◆ Kutipan Sumber
Koh liam, sdh ada kan geologi pakar hukum? Ex pertamina dan ex pln.
Sebaiknya iagi juga punya ahli hukum lho.
Powered by Telkomsel BlackBerry®

-----Original Message-----
From: "Ismail" <lia...@indo.net.id>
Date: Wed, 14 Nov 2012 06:24:46 
To: <iagi-net@iagi.or.id>
Reply-To: <iagi-net@iagi.or.id>
Subject: Re: [iagi-net-l] TATAPOLITIK Indonesia sudah banyak BERUBAH ---> 
BREAKING NEWS :BP MIGAS BUBAR!!
MK akan memutuskan kalau ada yg mempermasalahkan , kalau tidak ada yg 
mempermasalahkan MK juga tdk akan memutuskan apa apa , 

Yang jadi pertanyaan siapa saja yg boleh mempermasalahkan / legal standingnya , 
atau semua rakyat atau organisasi apapun bisa mempermasalahkan , ini jadi rancu 
, nanti keluar UU Migas barupun belum tentu tidak ada yg mempermasalahkan lagi 
meskipun relatif lebih baik

Biasanya dalam pembuatan suatu UU yg dilihat aspek felosofi yuridisnya pdahal 
ada aspek teknis yg tidak kalah pentingnya yg kadang kadang baru terasa kalau 
UU tsb diterapkan dilapangannya. Ini yg sering terjadi, kedepan kayaknya sudah 
waktunya ada legal draftman  yg berbackground teknis sekarang ini kebanyakan  
hanya berbackground sarjana hukum saja  , kayaknya sdh diperlukan  Geohukum 


Sent by Liamsi's Mobile Phone

-----Original Message-----
From: Rovicky Dwi Putrohari <rovi...@gmail.com>
Date: Wed, 14 Nov 2012 12:40:05 
To: IAGI<iagi-net@iagi.or.id>
Reply-To: <iagi-net@iagi.or.id>
Subject: [iagi-net-l] TATAPOLITIK Indonesia sudah banyak BERUBAH ---> BREAKING 
NEWS :BP
 MIGAS BUBAR!!

2012/11/14 Firman Fauzi <geafi...@yahoo.co.uk>

> Karena kalau membaca amar keputusan MK dan juga dissenting opinion yg ada,
> inkonstitusional-nya UU No. 22 tahun 2001 termasuk didalamnya pengaturan BP
> Migas, *sifatnya sangat debateabel*, sangat tergantung dari perspektif
> kita memandangnya.
>

"Debateable" ? Saya rasa tepat sekali !
Sehingga diperlukan penerjemah tunggal atau badan yang berhak menentukan
interpretasi atau tafsir tunggal. Di Indonesia namanya Mahkamah Agung.

◆ Soal A
Daftarkan semua baris data yang memuat kata "yellow", dan salin setiap baris itu secara utuh.
Teks dan baris data tidak saling berkaitan.

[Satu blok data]
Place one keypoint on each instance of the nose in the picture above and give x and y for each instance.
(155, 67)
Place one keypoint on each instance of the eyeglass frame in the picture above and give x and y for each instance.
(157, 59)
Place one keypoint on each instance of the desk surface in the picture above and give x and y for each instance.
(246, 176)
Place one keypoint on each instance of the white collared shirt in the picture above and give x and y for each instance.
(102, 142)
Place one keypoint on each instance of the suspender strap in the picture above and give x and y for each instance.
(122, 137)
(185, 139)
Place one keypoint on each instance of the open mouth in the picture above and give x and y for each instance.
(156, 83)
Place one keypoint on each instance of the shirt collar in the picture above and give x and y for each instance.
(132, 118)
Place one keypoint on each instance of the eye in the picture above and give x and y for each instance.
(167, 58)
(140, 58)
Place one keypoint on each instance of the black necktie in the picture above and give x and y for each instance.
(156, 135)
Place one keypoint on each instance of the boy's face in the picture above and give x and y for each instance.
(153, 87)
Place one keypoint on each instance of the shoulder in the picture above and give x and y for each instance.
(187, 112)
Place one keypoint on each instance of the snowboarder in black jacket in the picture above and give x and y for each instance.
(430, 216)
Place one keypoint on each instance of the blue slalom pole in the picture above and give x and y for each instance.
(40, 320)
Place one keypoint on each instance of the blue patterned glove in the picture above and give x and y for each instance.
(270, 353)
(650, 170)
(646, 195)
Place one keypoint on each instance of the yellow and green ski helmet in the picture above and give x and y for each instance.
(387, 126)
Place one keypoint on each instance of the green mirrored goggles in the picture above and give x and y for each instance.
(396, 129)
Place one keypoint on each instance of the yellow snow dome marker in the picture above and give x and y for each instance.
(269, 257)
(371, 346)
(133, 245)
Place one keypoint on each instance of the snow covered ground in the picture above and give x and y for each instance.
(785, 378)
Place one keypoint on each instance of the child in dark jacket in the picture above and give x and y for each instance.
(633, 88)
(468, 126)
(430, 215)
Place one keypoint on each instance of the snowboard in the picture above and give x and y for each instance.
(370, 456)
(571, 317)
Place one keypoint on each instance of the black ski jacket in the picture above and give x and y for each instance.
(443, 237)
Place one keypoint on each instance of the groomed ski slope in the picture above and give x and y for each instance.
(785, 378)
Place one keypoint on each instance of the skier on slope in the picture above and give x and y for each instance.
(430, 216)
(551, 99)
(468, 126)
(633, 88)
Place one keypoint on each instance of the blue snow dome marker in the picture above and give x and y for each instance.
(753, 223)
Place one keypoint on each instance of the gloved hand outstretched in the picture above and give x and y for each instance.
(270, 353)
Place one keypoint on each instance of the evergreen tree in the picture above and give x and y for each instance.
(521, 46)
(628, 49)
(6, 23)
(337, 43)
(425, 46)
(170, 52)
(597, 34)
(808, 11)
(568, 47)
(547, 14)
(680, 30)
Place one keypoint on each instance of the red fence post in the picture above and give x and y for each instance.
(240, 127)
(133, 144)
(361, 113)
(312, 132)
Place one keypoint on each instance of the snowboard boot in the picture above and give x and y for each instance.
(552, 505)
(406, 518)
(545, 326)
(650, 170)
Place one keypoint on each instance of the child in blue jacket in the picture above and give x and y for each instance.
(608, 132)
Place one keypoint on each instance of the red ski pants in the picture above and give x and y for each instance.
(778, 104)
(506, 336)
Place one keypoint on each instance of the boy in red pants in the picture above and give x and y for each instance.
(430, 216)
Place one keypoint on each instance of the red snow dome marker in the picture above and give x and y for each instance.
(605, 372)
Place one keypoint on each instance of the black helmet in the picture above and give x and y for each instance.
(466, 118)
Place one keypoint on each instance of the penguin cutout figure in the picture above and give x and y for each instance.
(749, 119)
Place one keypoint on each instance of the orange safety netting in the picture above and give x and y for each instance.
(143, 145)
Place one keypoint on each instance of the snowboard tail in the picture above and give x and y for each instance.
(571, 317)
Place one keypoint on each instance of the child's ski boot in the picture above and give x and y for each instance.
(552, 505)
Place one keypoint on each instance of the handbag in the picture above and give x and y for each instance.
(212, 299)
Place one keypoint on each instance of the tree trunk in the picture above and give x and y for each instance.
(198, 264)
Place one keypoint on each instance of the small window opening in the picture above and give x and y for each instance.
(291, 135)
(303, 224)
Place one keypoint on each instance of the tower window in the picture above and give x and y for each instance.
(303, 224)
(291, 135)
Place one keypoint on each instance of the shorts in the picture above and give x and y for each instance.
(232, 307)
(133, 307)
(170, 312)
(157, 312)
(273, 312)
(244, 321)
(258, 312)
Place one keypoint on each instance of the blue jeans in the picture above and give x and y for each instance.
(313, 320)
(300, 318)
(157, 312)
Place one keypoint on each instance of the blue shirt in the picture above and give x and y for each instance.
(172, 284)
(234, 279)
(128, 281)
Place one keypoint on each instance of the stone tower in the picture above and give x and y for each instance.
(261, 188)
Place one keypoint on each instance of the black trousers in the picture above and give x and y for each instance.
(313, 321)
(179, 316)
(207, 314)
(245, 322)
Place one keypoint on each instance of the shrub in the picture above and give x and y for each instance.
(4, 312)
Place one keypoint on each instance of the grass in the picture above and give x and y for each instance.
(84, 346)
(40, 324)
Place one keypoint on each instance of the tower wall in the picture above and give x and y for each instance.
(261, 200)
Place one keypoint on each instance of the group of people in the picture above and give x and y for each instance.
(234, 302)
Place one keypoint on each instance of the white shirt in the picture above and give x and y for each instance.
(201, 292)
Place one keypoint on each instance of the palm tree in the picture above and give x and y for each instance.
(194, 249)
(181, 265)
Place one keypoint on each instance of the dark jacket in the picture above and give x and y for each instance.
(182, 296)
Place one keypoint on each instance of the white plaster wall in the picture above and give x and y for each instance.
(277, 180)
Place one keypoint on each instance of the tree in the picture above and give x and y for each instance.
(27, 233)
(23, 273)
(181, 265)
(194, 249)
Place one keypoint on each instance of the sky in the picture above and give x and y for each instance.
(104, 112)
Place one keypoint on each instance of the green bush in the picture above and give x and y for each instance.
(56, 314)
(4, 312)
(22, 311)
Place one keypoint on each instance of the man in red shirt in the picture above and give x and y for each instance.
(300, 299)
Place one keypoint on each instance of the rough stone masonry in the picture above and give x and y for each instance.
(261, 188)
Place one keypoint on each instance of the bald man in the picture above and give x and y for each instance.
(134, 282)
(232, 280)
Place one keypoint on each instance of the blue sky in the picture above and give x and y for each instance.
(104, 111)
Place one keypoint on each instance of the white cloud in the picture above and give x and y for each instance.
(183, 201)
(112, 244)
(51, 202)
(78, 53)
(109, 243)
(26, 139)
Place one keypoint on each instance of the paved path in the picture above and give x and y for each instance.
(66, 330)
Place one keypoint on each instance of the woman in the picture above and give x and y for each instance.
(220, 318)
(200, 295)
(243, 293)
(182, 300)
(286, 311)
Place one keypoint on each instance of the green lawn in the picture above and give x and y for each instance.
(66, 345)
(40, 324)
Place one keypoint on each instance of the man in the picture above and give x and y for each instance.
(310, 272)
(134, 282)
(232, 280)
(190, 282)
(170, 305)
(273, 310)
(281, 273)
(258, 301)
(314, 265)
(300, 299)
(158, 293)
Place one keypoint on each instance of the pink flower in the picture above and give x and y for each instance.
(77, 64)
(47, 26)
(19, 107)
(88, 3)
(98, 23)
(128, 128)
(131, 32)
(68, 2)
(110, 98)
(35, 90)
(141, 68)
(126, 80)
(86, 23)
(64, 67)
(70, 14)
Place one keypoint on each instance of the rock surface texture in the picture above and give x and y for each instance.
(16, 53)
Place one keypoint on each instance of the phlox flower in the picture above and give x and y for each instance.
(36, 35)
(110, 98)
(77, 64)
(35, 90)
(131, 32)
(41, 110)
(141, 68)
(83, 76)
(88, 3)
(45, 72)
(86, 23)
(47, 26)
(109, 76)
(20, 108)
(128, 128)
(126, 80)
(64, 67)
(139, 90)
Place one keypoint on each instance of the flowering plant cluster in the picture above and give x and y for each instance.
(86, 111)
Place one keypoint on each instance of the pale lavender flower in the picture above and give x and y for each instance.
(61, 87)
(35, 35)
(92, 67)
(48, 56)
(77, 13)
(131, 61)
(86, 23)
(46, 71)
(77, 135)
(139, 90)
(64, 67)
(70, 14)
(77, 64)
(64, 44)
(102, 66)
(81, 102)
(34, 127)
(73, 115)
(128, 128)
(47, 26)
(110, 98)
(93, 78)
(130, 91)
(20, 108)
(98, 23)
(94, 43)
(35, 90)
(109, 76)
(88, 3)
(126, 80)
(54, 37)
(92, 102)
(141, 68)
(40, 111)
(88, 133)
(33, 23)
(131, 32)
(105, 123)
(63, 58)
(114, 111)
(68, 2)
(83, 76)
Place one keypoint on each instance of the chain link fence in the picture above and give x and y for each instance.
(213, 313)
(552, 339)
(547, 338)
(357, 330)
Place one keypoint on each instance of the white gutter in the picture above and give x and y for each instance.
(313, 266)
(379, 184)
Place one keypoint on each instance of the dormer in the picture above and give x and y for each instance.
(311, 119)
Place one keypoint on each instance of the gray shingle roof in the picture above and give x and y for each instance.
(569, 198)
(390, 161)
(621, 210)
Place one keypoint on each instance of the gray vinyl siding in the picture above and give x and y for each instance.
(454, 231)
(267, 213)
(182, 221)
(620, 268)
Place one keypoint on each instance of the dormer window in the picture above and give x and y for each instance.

◆ Soal B
Tulis ulang bagian teks tentang BP Migas yang dimulai dengan "2012/11/14 Firman Fauzi" dan berlanjut hingga "namanya Mahkamah Agung.", dengan mengganti "penerjemah" menjadi "penafsir".

◆ Jawaban A
Place one keypoint on each instance of the yellow and green ski helmet in the picture above and give x and y for each instance.
Place one keypoint on each instance of the yellow snow dome marker in the picture above and give x and y for each instance.

◆ Jawaban B
2012/11/14 Firman Fauzi <geafi...@yahoo.co.uk>

> Karena kalau membaca amar keputusan MK dan juga dissenting opinion yg ada,
> inkonstitusional-nya UU No. 22 tahun 2001 termasuk didalamnya pengaturan BP
> Migas, *sifatnya sangat debateabel*, sangat tergantung dari perspektif
> kita memandangnya.
>

"Debateable" ? Saya rasa tepat sekali !
Sehingga diperlukan penafsir tunggal atau badan yang berhak menentukan
interpretasi atau tafsir tunggal. Di Indonesia namanya Mahkamah Agung.